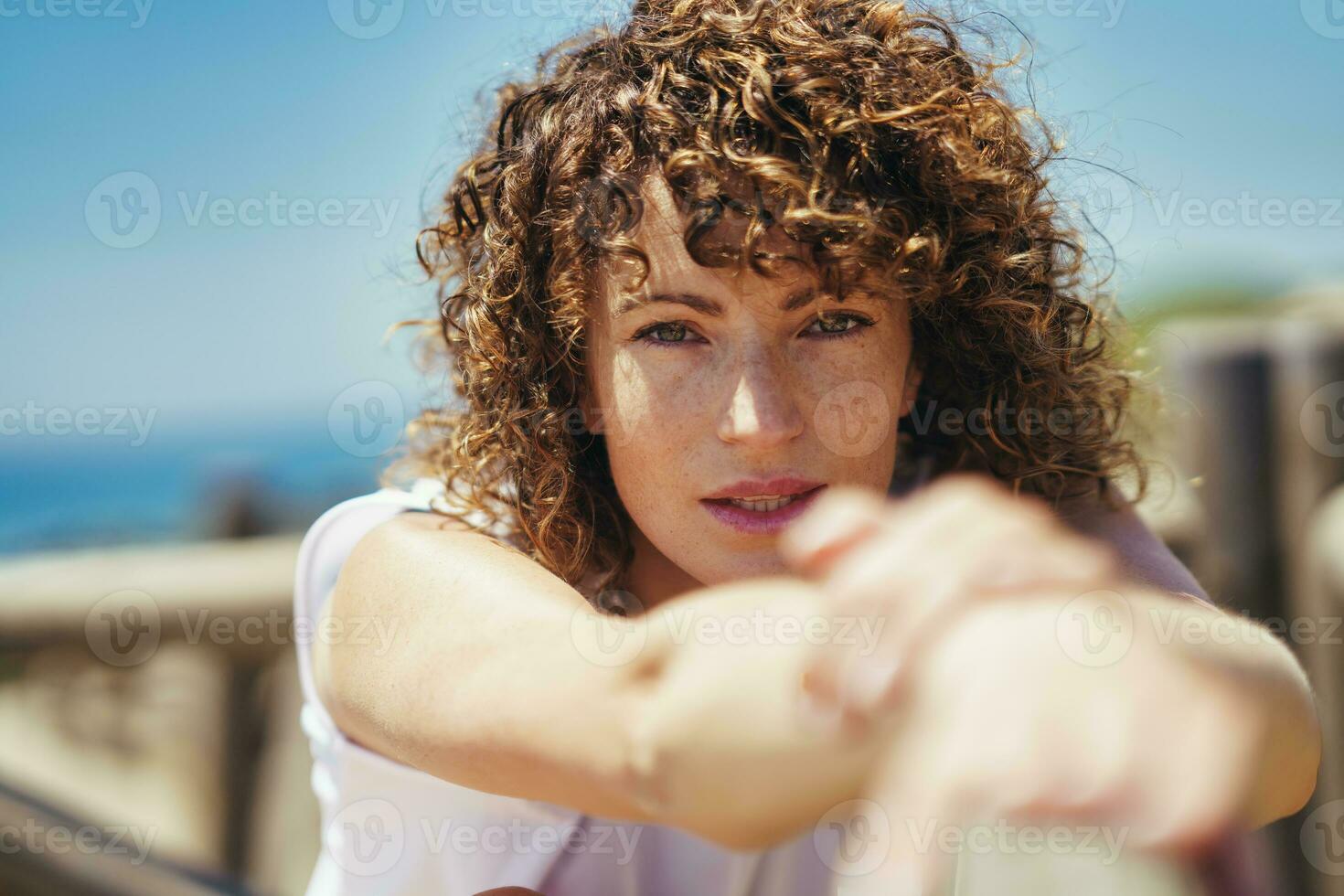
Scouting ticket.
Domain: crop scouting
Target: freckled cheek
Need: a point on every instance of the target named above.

---

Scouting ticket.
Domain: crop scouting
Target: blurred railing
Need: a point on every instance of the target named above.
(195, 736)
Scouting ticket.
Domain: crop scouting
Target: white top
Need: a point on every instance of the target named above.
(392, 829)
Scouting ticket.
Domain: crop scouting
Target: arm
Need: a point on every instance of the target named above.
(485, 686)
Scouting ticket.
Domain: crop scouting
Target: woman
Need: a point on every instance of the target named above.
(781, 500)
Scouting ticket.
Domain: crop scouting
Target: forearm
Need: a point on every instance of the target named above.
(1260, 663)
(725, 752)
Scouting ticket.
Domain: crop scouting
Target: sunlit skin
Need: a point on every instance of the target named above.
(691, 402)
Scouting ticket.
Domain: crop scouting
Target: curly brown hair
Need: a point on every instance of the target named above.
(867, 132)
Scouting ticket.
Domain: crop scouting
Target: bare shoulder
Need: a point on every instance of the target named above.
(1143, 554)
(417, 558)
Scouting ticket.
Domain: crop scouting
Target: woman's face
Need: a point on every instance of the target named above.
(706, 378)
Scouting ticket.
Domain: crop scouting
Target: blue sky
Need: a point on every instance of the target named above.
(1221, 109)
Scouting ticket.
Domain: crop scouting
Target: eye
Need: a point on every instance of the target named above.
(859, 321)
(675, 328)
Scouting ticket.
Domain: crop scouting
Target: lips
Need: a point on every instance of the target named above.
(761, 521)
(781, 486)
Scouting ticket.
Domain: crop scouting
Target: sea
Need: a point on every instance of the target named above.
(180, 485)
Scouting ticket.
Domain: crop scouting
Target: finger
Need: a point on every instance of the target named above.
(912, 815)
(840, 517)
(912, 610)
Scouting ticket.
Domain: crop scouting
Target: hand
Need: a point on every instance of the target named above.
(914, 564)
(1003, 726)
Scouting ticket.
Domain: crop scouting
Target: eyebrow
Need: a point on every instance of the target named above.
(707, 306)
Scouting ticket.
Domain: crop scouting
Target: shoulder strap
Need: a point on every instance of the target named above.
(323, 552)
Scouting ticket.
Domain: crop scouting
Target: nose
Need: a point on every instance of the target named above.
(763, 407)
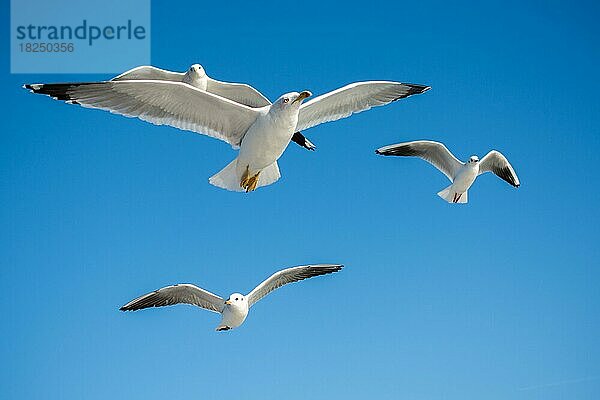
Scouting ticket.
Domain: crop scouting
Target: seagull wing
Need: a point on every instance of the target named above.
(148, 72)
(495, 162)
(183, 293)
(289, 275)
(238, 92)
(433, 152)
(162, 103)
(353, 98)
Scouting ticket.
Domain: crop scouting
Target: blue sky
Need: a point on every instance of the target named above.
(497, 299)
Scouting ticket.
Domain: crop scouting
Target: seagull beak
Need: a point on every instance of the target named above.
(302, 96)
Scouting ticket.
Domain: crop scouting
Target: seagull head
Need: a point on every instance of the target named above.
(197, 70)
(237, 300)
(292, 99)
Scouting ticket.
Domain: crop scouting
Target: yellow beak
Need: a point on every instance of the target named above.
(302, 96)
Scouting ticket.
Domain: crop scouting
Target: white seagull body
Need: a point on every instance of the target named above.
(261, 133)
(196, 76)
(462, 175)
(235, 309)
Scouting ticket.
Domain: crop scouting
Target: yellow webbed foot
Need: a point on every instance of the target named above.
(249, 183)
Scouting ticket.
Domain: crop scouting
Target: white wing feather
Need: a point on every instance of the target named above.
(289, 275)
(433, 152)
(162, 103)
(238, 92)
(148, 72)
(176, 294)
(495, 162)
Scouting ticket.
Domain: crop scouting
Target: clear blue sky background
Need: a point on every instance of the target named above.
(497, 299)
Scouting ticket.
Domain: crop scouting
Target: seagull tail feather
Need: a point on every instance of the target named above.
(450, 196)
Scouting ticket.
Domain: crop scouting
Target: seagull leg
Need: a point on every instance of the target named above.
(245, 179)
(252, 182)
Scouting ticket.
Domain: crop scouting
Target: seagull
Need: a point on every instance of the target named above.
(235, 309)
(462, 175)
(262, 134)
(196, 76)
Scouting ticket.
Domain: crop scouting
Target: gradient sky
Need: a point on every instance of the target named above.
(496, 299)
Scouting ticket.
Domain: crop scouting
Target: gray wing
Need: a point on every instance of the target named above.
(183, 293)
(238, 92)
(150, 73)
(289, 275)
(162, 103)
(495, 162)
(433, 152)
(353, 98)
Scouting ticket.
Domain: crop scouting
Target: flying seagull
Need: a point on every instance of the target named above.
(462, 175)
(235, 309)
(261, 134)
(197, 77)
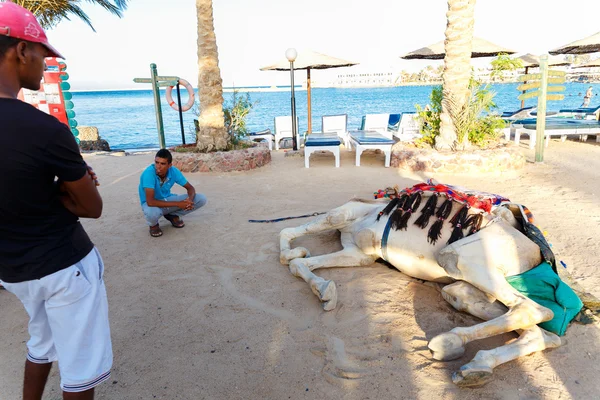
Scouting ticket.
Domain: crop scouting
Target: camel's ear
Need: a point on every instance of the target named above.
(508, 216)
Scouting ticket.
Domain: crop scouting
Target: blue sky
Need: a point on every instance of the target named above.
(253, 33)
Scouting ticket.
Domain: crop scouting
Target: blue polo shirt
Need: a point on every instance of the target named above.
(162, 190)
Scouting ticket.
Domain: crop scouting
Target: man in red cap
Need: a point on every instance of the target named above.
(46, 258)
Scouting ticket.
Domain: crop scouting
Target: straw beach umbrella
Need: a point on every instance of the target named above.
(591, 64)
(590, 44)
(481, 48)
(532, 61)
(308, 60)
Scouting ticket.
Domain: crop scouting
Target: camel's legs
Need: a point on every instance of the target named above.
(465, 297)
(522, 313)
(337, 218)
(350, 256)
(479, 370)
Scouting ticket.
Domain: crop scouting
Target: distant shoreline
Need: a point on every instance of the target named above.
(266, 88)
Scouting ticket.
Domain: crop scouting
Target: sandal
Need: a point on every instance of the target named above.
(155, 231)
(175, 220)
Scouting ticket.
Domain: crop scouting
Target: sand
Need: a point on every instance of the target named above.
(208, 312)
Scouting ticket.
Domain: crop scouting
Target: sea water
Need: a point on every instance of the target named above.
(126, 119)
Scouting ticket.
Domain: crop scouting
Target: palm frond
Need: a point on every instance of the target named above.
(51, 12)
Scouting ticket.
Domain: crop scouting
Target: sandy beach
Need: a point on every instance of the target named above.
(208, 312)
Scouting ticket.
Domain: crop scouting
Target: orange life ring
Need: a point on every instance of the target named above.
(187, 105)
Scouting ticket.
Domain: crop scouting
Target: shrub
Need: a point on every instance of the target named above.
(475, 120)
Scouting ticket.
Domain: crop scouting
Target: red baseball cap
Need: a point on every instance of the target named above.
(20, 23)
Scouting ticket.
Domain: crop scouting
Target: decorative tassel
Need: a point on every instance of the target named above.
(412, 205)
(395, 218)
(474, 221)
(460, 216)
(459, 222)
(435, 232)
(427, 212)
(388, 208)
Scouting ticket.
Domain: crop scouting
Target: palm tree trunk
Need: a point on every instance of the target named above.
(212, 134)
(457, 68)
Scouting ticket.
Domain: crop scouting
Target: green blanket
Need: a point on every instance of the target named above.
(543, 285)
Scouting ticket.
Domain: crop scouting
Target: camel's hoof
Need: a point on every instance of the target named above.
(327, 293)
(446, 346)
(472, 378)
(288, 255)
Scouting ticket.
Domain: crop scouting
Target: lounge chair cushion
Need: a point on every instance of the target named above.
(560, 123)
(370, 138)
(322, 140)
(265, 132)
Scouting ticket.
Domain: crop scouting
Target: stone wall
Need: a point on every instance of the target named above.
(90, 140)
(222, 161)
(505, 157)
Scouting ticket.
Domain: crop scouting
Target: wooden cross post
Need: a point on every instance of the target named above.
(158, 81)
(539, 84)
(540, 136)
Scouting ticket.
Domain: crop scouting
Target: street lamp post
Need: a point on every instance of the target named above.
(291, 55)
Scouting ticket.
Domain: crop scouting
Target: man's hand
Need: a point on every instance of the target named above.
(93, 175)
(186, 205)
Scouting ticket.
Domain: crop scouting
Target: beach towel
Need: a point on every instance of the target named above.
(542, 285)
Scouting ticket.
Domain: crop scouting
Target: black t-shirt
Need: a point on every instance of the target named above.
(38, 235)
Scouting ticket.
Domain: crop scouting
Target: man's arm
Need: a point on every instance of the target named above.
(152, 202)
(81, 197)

THE PROBLEM » Lines of the listing above that hold the string "white" should each be copied.

COMPLETED TASK »
Target: white top
Target: white seagull body
Target: white wing feather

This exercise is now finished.